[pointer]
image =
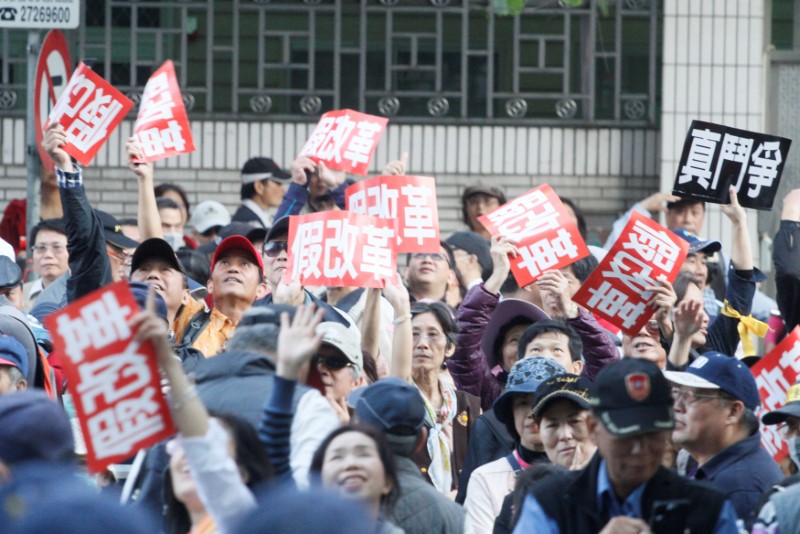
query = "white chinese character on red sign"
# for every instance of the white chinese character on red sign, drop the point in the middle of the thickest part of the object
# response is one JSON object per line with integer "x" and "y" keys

• • • •

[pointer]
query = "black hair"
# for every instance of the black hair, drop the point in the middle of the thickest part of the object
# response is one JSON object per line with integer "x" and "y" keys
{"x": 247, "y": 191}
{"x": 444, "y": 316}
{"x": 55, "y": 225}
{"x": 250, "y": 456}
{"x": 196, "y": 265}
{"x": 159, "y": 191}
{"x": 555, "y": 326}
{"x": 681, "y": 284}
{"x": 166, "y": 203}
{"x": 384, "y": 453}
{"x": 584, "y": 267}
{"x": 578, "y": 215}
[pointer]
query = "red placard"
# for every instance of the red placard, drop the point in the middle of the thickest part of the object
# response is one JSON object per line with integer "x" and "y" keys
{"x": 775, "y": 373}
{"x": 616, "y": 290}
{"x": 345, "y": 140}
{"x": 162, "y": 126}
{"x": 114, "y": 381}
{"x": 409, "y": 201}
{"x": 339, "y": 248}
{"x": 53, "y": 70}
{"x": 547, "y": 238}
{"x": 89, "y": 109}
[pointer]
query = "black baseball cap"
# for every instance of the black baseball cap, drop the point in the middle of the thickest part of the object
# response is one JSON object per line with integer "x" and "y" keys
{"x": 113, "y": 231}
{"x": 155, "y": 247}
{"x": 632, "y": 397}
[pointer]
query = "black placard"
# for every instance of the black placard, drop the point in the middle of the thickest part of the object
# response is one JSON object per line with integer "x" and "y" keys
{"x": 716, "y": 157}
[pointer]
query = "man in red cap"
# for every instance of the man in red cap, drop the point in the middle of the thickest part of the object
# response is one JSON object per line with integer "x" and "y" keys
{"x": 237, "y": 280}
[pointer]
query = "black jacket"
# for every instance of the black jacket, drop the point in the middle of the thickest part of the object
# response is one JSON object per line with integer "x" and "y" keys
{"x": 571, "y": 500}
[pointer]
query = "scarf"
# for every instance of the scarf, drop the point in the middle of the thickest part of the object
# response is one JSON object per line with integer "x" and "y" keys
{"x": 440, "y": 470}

• • • •

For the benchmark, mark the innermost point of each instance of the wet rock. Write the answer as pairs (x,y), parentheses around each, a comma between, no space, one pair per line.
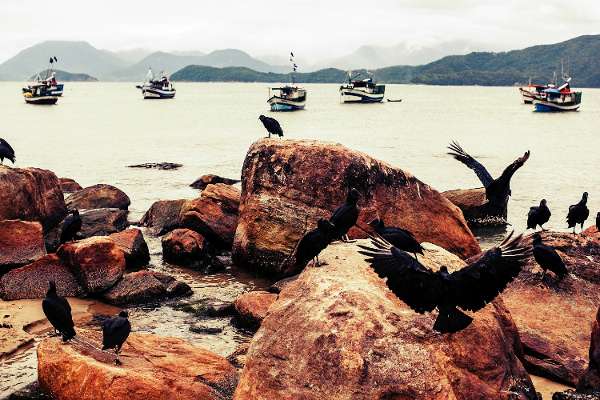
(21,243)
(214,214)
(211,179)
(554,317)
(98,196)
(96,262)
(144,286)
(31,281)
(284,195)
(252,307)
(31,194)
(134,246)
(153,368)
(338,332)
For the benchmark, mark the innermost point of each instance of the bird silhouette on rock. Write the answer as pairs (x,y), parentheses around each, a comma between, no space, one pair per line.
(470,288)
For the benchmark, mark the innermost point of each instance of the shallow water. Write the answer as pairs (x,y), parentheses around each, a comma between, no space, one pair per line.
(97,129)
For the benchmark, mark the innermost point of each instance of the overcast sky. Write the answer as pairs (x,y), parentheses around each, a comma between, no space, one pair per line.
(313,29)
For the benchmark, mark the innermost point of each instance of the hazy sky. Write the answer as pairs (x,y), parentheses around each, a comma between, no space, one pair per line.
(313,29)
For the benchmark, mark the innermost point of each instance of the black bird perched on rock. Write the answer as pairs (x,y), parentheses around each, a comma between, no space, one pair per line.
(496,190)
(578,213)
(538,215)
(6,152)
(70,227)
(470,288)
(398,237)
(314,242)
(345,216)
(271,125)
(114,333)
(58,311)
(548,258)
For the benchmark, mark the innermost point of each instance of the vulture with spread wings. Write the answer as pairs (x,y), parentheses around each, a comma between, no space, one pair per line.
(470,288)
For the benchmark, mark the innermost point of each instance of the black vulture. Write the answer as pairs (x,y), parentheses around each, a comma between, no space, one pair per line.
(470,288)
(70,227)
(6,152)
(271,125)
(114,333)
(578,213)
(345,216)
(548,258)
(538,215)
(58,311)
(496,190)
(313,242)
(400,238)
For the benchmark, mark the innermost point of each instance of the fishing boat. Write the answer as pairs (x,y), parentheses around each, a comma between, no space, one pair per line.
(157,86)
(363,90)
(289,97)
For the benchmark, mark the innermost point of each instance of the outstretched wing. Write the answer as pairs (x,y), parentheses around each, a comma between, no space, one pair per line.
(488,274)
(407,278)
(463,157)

• • • •

- _Exercise_:
Gather every line from the rows above that contains the string "hair", matching case exactly, and copy each of those lines in full.

- _The reply_:
query = "black hair"
# for every instance of the black hair, drop the point in the middle of the thickest part of the object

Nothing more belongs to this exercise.